- Exercise task A
Copy the passage from the post on kids and devices from "On devices in" up to and including "sense to me.".

No one device can be the be-all and end-all. Yes my daughters watch a lot of
dreck on Youtube, but my youngest recently got really excited and showed me
her 'favourite video'[0] and told me about this great channel she'd found
called numberphile. My eldest watches tons of Anime, but recently got into AMV
(Anime Music Videos) and is working on one for herself using Garageband and
iMovie on our desktop. It's not the tool that matters, it's cultivating the
mind and attitudes that count.

On devices in formal education, I don't think any good can come from kids
carrying around any device to use in classrooms all the time until at least
high school age. I'm a big fan of using computers educationally, they have
specific places and roles to play in that process and one solution simply
doesn't fit all cases. iPads, Chromebooks and 'proper' desktops and laptops
all have strengths and weaknesses. I'd no more outfit a school entirely with
one or the other than I'd replace everything on the road - lorrys, cars, buses
- with one kind of vehicle. Tying kids permanently to one specific device just
makes no sense to me.

- Exercise task B
Rewrite the records from their start up to and including the line that contains "[0, 0, 402, 210]", swapping "cloudy sky" for "hazy sky" and changing nothing else. Leave the pictures out of your answer.

- Recorded information
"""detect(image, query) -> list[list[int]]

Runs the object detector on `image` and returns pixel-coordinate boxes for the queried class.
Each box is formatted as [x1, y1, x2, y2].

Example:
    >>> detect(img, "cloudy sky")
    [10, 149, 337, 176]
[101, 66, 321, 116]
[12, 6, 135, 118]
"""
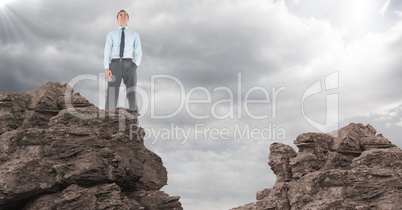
[0, 0, 402, 210]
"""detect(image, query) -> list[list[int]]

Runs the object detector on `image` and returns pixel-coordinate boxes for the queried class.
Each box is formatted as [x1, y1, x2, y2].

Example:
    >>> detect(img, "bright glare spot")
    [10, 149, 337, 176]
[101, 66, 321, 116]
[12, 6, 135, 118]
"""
[0, 0, 12, 8]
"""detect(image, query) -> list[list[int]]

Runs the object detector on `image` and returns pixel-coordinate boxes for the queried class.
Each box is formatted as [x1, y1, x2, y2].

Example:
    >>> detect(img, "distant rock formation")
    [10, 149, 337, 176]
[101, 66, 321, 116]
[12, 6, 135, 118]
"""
[233, 123, 402, 210]
[0, 82, 182, 210]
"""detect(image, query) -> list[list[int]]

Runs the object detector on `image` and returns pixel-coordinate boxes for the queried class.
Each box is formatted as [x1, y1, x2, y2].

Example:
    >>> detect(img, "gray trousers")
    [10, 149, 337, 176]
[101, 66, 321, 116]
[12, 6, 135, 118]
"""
[105, 60, 138, 111]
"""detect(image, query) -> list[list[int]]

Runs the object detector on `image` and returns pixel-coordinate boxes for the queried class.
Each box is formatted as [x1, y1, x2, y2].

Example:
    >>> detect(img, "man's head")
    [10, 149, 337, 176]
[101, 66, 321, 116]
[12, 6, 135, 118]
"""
[117, 10, 129, 27]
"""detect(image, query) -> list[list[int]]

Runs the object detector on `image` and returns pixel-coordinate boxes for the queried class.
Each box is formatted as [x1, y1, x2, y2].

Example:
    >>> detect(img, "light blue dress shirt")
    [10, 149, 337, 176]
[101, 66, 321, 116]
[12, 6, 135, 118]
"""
[103, 27, 142, 69]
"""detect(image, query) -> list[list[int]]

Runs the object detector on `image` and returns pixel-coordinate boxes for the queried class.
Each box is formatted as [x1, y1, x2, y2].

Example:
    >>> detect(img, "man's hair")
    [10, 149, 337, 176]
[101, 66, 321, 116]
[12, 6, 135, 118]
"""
[116, 9, 130, 18]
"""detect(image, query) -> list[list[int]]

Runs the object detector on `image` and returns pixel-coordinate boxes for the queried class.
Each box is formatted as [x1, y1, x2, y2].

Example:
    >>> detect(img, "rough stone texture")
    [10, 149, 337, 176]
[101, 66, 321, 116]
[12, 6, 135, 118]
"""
[0, 82, 182, 210]
[234, 123, 402, 210]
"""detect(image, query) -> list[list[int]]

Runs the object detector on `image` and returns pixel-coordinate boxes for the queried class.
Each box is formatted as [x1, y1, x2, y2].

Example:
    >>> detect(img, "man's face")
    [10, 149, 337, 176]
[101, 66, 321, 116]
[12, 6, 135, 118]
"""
[117, 12, 129, 27]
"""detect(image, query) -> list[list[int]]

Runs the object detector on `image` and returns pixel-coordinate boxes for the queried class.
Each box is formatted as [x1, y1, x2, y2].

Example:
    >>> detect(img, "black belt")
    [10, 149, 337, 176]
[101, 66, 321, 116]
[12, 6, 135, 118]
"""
[112, 58, 133, 62]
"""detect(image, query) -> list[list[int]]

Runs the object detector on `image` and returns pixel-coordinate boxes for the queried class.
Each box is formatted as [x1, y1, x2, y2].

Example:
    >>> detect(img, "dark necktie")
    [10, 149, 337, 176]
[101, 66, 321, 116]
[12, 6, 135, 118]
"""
[120, 28, 125, 58]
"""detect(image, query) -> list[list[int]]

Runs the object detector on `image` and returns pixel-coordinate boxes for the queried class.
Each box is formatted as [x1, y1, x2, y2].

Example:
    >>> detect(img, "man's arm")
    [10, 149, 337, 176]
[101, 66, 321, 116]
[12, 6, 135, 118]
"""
[103, 33, 113, 82]
[134, 34, 142, 66]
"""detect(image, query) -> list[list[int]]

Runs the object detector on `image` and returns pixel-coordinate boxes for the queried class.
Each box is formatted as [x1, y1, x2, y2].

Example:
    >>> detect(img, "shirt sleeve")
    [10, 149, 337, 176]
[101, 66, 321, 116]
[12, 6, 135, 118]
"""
[134, 34, 142, 66]
[103, 33, 113, 69]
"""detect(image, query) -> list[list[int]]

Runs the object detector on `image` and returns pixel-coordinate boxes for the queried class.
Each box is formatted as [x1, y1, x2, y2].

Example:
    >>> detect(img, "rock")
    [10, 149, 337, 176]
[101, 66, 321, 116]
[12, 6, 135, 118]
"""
[0, 82, 182, 210]
[234, 123, 402, 210]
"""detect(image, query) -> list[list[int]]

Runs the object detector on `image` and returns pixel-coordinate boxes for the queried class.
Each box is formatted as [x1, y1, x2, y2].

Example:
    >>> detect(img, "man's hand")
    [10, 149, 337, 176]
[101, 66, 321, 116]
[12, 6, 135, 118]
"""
[106, 69, 112, 82]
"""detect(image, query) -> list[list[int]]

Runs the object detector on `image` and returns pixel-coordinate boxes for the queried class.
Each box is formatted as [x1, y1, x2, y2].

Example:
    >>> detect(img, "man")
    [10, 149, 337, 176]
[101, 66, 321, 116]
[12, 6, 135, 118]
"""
[103, 10, 142, 112]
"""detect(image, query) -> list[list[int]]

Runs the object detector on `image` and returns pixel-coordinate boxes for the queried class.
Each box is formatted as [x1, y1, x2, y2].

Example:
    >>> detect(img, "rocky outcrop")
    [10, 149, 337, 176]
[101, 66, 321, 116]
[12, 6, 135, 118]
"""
[0, 83, 182, 210]
[234, 123, 402, 210]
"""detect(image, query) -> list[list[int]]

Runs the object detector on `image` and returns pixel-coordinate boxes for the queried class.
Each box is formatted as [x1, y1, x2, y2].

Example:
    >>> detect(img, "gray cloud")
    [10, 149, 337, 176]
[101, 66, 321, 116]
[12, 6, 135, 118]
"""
[0, 0, 402, 209]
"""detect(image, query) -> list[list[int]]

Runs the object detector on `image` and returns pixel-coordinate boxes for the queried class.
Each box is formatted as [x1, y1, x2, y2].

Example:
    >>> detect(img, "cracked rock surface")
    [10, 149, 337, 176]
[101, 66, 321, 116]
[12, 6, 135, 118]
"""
[0, 82, 182, 210]
[234, 123, 402, 210]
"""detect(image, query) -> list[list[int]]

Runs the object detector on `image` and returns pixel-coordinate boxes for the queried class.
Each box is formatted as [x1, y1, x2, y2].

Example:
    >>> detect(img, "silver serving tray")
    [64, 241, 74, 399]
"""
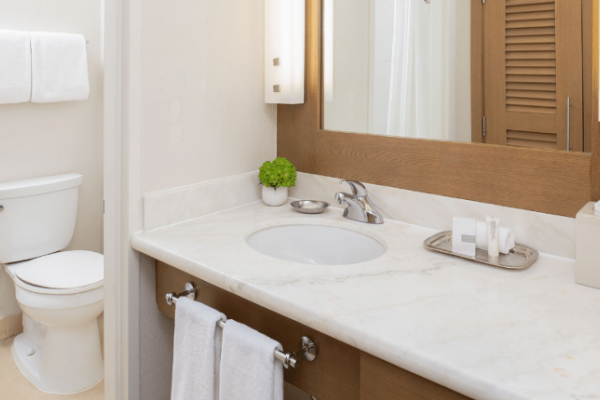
[423, 231, 540, 269]
[290, 200, 329, 214]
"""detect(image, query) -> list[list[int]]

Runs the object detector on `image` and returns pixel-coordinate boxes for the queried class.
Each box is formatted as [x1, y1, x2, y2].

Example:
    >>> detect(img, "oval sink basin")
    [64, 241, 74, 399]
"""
[246, 225, 385, 265]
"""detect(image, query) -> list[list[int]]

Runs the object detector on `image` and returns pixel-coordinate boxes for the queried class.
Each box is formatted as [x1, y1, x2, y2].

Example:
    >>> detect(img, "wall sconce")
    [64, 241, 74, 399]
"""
[265, 0, 306, 104]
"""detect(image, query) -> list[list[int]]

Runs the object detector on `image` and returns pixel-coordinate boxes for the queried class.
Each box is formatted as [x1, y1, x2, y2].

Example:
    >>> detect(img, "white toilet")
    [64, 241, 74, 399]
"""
[0, 174, 104, 394]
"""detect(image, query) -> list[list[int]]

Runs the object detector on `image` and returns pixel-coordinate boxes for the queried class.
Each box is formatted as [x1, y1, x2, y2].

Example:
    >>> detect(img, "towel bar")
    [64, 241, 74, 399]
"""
[165, 282, 317, 369]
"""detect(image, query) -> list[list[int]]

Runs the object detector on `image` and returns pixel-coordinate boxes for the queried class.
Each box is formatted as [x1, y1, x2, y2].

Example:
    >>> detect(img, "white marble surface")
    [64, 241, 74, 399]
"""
[132, 202, 600, 400]
[291, 172, 585, 258]
[143, 171, 261, 230]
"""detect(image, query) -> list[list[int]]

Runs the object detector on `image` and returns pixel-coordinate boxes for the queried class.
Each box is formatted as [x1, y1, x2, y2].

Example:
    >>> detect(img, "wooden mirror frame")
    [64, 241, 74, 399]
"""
[277, 0, 600, 217]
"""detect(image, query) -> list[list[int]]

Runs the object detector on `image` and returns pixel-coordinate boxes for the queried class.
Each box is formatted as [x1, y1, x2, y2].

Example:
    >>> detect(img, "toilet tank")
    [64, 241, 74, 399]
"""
[0, 174, 83, 264]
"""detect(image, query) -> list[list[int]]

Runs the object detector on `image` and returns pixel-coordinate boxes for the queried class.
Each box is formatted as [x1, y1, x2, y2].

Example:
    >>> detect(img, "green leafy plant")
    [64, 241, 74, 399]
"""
[258, 157, 297, 189]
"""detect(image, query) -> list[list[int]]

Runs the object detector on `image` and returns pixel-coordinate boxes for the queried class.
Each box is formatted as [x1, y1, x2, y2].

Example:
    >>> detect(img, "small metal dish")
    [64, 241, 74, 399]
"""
[291, 200, 329, 214]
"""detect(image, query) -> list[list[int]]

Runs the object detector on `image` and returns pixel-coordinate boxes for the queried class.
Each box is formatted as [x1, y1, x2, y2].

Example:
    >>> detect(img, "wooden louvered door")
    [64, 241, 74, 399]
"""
[483, 0, 583, 151]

- Full output A
On devices in formal education, I don't think any good can come from kids
carrying around any device to use in classrooms all the time until at least
high school age. I'm a big fan of using computers educationally, they have
specific places and roles to play in that process and one solution simply
doesn't fit all cases. iPads, Chromebooks and 'proper' desktops and laptops
all have strengths and weaknesses. I'd no more outfit a school entirely with
one or the other than I'd replace everything on the road - lorrys, cars, buses
- with one kind of vehicle. Tying kids permanently to one specific device just
makes no sense to me.

- Full output B
"""detect(image, query) -> list[list[int]]

Runs the object detector on `image` and returns pixel-coordinate boxes for the queried class.
Each box is formatted as [x1, y1, x2, y2].

Example:
    >>> detect(img, "hazy sky")
    [10, 149, 337, 176]
[101, 66, 321, 116]
[12, 6, 135, 118]
"""
[0, 0, 402, 210]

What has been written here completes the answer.